■ **Document text**:
╔══

C: I can think of two ways that the mechanics of this went wrong:
1: (Unlikely) The Houston cop really did spend the entire academy saying "So if he does this, can I shoot him then?"
2: The Houston cop, put into a situation that he had never envisioned himself in, panicked, and fell straight back on the mediocre, one-size-fits-all training of "If the perp is coming at you with a knife, you drop him, because knives KILL! Didn't you see that Teuller video?"

---

I remember the whole Teuller Drill training in academy, back when the concept was still pretty new. They scared the hell out of a lot of us. But in reality, you can't keep a 21 foot reactionary gap between yourself and the citizens that you serve when you're a cop. So when you find yourself within 21 feet of a knife, and you've been taught that this will equal instant death, your brain short circuits.

Training by maxim is stupid, narrow-minded shortcut-taking, and we do it to much. "Don't do x, or y will happen, and then you'll DIE!"

Just because you're behind a curve that someone else set up for you doesn't mean that you have to shoot your way out. That curve was imaginary in the first place.

Matt G said...

"too much." I hate uneditable typos.

Anonymous said...

Check into the background of this Houston cop. He has a tendency to shoot people and overreact with excessive force. He should not have a badge.
(some guy near Houston)

Anonymous said...

Doesn't matter, Citizen Tam. Whatever conclusions you reach with your puny powers of reason are irrelevant. All you need to know is this: "The officer followed proper procedure". This is the imprimatur of impunity in precincts all over this great land of ours.

Now, move along, Citizen -- there is nothing for a "civilian" (spit) to see here.

Anonymous said...

Well now you've gone and jinxed yourself. This time next month you'll be in court for shooting a rabid pen salesman on crutches.

The final piece of the puzzle dropped into place when the article ended by talking about the other times this cop shot people.
Cops need a "not-shooting-people" class, not Uber-Tactical Handgun courses one through seven...

Geodkyt said...

Couple of facts --

Metal pen. All my metal pens look an awful lot like spikes or blades when I'm waving them around. Especially my steel ones. Because they are bright, shiny, metal in a basic blade profile. We aren't talking about a clear plastic Bic here.

I can ram any metal pen I own deep enough into meat to cause severe or even lkethal wounds -- and they aren't special pens; I just like steel barreled pens because they don't break in my pocket (normally wear jeans to work, so my "walking around" pen sits in my front pocket, next to my knife.

╚══

■ **Dataset entries**:
╔══

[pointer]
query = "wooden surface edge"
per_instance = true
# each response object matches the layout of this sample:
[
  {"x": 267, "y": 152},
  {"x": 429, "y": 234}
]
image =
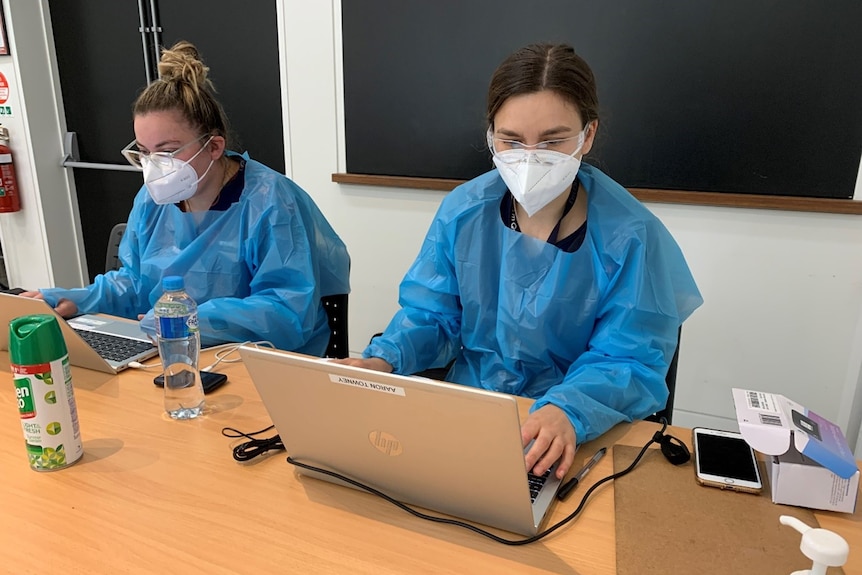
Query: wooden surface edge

╚══

■ **Apply what you read**:
(1) Decide whether each statement agrees with the comment thread about the Houston cop, answering yes or no and quoting the words of the thread that settle it: (a) Teuller Drill training was still a fairly new idea when the commenter went through the academy. (b) The commenter holds that a cop can keep a 21-foot reactionary gap from the citizens served. (c) Geodkyt describes the pen in question as a clear plastic Bic.
(2) Resume the comment thread about the Houston cop after its final sentence.
The entries have no role in this exercise.

■ **Results by task**:
(1)
(a) Yes: "back when the concept was still pretty new"
(b) No: "you can't keep a 21 foot reactionary gap between yourself and the citizens that you serve when you're a cop"
(c) No: "We aren't talking about a clear plastic Bic here."

(2)
Also, I've seen police warning messages about "Tactical pens" that are designed and advertised to double as stilletos.

Point in favor of "clean shoot".

Article indicates the shooter WAS the cop backed into the corner. He feared for himself an d his partner, but it was Cletus in the Corner with the smoking Flat Black People Popper.

Point in favor of "WTF?" HOW did he get you there in the first place?!? Tapdancing away, Taser, or Tabasco Eye Wash wasn't an option a tad earlier in the confrontation, why?!?

Anonymous said...

Maybe it was an accidental discharge? I mean that's apparently what happened here:

http://overheadbin.nbcnews.com/_news/2012/09/24/14062641-flight-attendants-gun-goes-off-at-airport-security-in-philadelphia?lite

"A police officer was called over to check out the gun. That's when it accidentally discharged, the spokesperson said."

'Cause guns are people too, and it probably got skeert when it saw the badge coming and shit itself. Heh.

So yeah, if I'm that Houston cop, I'm saying "AD" all the way...

Six said...

MattG has put his finger on it. I term it Hysterical Incompetence and it is the result of poor hiring, negligent retention and misguided training, especially officer safety training.

Geodkyt said...

Six, I would say "Complacency", leading to a situation where he shifted to "Hysterical Incompetence" when he realized he had backed himself into a Biblically pear-shaped event.

markm said...

The real problem is the cops' story is unbelievable - that a one-armed man chased one of them with a wheelchair *while* waving the pen. They don't even have enough respect for the public to bother with making up a believable lie.